> PROVIDED PASSAGE:
*** Block opens ***
The Korean gent in question is Kim Dong-myeong, publisher of a Korean art magazine and veteran art fair organiser in Seoul, who brings over nearly as many galleries as ACAS. "My intention is to create a platform where international artists can interact with each other in Hong Kong, a melting pot of nationalities," he says.
Like ACAS, the Bank Art Fair will feature relatively affordable emerging artists, with works selling for HK$10,000 to HK$30,000 on average. Highlights from his show feature noteworthy Korean names such as Hong Sang Sik and Yoo Sun-tai, as well as up-and-coming Chinese artists.
Kim has decided to call his Hong Kong debut Bank Art Fair, because the word "bank" evokes "prosperity and happiness". He also means to convey the idea that, rather than just leaving their money sitting in a bank, people should circulate it by buying and selling art.
Saunderson says the ACAS, which takes up four floors of the JW Marriott, will be in the black this year after launching its first show just last October.
It charges exhibitors less than half what Art Basel charges on a per square foot basis. The smallest room costs just over US$200 per square metre, compared with Art Basel's entry level booths costing US$535 per square metre.
He is confident that ACAF will be able to sustain the momentum for its next show planned for October, when it will have less competition from rival art fairs but can benefit from the overseas traffic brought over by the Sotheby's autumn auctions.
A rival organiser, Roger Lim of Hong Kong Contemporary, says he is determined to bring an artist's perspective to an industry dominated by dealers.
"My partner, Paris Moon, and I are both trained as artists and I think our selection of artwork will reflect that. We are awarding prizes to emerging local artists who are engaged in fine art making. This means artwork which reflects something from within, rather than public art meant for a park or a shopping mall," he says.
"We also feature video artists from around the world - that's definitely a not-for-profit exercise." Lim is aware of the need to jazz up his event to lure visitors confused by the different art fairs happening in the same week. Korean starlet Ku Hye-sun, and Gigi Chao, the daughter of tycoon Cecil Chao, will attend the opening on May 24.
*** Block closes ***
> QUESTIONS ON THE MATERIAL:
A) Quote the stretch of the Hong Kong art fairs text from "Saunderson says the" through "dominated by dealers.", word for word.
B) Write what comes next in the Hong Kong art fairs text, picking up right after its last sentence.

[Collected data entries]
*** Block opens ***
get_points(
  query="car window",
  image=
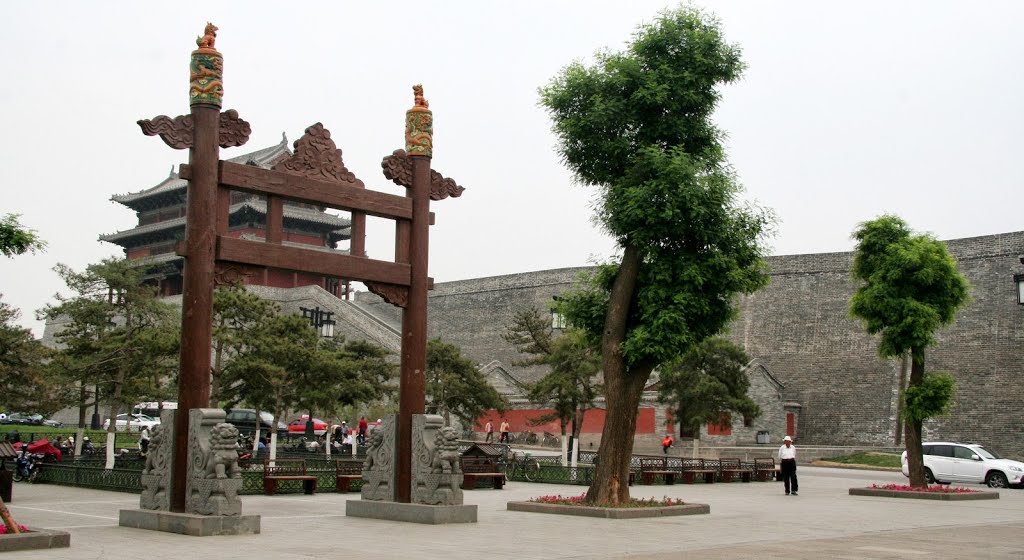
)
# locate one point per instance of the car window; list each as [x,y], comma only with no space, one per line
[963,453]
[942,450]
[987,454]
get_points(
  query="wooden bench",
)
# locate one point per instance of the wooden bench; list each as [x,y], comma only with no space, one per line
[765,469]
[693,468]
[732,468]
[287,469]
[474,468]
[345,471]
[655,466]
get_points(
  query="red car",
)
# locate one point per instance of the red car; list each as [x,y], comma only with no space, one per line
[298,426]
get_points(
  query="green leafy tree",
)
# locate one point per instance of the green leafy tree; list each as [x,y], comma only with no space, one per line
[637,125]
[909,288]
[709,384]
[25,384]
[17,240]
[116,333]
[572,383]
[456,386]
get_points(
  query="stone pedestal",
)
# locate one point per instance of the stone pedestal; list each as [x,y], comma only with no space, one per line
[189,523]
[411,513]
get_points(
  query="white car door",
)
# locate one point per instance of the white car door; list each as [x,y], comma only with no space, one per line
[968,466]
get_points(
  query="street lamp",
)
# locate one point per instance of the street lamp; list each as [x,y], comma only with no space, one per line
[322,321]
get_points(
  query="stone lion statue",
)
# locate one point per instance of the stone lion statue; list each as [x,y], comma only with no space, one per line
[445,451]
[223,459]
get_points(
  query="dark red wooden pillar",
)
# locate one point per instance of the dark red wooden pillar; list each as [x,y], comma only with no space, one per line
[197,303]
[412,385]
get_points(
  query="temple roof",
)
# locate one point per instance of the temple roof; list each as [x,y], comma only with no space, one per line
[172,189]
[317,220]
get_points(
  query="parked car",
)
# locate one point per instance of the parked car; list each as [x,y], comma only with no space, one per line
[298,426]
[950,462]
[132,422]
[245,421]
[33,420]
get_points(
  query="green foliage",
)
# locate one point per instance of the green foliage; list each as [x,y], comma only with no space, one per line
[934,396]
[709,384]
[24,383]
[909,286]
[456,386]
[17,240]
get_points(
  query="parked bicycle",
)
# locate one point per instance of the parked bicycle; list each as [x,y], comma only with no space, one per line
[524,466]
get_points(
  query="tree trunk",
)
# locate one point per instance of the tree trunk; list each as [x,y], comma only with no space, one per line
[623,390]
[914,455]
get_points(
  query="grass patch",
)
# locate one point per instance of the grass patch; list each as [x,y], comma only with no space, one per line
[871,459]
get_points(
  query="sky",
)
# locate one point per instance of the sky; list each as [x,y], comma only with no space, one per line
[847,111]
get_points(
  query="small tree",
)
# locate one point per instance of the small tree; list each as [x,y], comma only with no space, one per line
[17,240]
[909,288]
[637,125]
[708,385]
[456,386]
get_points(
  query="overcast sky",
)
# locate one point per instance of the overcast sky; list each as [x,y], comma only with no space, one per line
[848,111]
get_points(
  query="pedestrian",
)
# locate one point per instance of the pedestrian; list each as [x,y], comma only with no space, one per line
[787,465]
[667,442]
[505,432]
[143,440]
[364,426]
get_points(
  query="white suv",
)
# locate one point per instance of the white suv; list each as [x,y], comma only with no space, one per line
[948,462]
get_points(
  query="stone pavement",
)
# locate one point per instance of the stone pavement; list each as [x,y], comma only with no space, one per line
[748,520]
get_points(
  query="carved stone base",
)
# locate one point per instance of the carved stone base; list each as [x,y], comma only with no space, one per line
[411,513]
[190,524]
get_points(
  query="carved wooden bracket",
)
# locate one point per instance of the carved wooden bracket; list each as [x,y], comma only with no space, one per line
[177,132]
[395,295]
[316,157]
[398,168]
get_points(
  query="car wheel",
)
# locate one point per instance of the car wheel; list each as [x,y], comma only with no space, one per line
[996,479]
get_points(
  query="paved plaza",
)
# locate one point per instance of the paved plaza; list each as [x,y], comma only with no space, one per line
[748,520]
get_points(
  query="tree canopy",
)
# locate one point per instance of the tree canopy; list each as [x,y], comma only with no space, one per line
[636,125]
[709,384]
[908,288]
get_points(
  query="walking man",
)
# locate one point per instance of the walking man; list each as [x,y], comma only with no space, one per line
[787,465]
[504,438]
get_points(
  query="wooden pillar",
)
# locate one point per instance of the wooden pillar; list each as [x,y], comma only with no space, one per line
[201,224]
[412,385]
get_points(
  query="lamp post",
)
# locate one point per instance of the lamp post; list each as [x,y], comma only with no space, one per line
[322,321]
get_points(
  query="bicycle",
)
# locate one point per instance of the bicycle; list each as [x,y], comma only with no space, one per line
[523,465]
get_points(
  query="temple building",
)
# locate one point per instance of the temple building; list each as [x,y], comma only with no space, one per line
[161,211]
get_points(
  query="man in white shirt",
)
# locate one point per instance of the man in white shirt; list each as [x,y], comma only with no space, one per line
[787,465]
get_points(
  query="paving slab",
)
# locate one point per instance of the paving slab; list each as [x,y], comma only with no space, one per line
[748,519]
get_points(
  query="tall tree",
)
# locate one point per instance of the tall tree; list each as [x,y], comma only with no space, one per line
[572,382]
[637,125]
[709,384]
[117,333]
[456,386]
[16,240]
[909,288]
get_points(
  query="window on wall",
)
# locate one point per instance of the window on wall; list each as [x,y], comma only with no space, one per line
[719,429]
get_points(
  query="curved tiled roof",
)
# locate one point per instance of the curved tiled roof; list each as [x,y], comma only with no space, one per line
[333,222]
[262,158]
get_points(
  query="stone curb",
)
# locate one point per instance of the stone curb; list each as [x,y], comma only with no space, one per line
[609,513]
[35,540]
[943,497]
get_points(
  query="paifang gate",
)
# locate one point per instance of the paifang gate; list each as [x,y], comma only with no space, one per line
[313,174]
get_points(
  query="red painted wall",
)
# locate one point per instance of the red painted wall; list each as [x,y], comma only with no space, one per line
[593,422]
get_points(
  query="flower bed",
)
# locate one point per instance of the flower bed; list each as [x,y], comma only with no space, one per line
[574,505]
[935,491]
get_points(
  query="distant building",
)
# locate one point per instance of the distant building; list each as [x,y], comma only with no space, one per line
[161,211]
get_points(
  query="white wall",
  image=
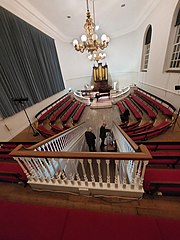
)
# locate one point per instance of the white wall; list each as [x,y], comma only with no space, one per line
[123,58]
[155,80]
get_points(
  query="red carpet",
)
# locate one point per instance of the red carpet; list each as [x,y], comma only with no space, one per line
[26,221]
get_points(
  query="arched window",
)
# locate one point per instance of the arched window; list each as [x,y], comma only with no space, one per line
[172,61]
[146,49]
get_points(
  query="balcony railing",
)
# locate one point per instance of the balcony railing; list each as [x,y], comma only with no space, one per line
[60,164]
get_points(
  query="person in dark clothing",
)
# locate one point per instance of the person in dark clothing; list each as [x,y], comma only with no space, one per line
[102,135]
[90,139]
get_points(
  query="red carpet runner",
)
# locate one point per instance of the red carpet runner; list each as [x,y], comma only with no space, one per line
[28,222]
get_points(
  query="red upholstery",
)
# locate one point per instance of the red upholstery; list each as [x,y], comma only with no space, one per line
[44,131]
[60,110]
[144,106]
[69,112]
[157,104]
[134,110]
[121,106]
[154,131]
[51,109]
[141,128]
[78,113]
*** Block closes ***
> RESULTS BY TASK:
A)
Saunderson says the ACAS, which takes up four floors of the JW Marriott, will be in the black this year after launching its first show just last October.
It charges exhibitors less than half what Art Basel charges on a per square foot basis. The smallest room costs just over US$200 per square metre, compared with Art Basel's entry level booths costing US$535 per square metre.
He is confident that ACAF will be able to sustain the momentum for its next show planned for October, when it will have less competition from rival art fairs but can benefit from the overseas traffic brought over by the Sotheby's autumn auctions.
A rival organiser, Roger Lim of Hong Kong Contemporary, says he is determined to bring an artist's perspective to an industry dominated by dealers.

B)
It's not always easy for a hotel art fair to stand out. Apart from the other art fairs and the Christie's auctions, they also have to compete for foot traffic with Asia Week Hong Kong, a series of cross-media art exhibitions, talks and museum tours backed by the Asia Society and Orientations magazine.
One show that has been crowded out is Spoon, which debuted just last year.
And that is why Manca is taking a very different approach with Link Artfair. The family-friendly fair takes place in giant marquees set up on the waterfront in front of Kennedy Town's China Merchants Wharf.
"I hope to set the trend here with the two marquees. The hotel art fair model is outdated and has been abandoned in London and New York. I want Link to be about the accessibility of art, for people to just come and relax, and enjoy a carnival-like atmosphere." Prices will start from around HK$30,000.
With support from the Italian consulate, there will be a fair share of Italian artists represented. But like the other art fairs, special sections are allocated to local artists. Manca, who has a background in psychology, has also lined up art therapy sessions for visitors.
Manca is prepared for Link to be a loss maker for the first four years. But she hopes that Hong Kong will be the launch pad for an ambitious plan to take her art fair to Seoul, Nagoya and Kuala Lumpur. "I've been coming to Hong Kong for 25 years and the mistaken belief that it is a cultural desert has always annoyed me," she says.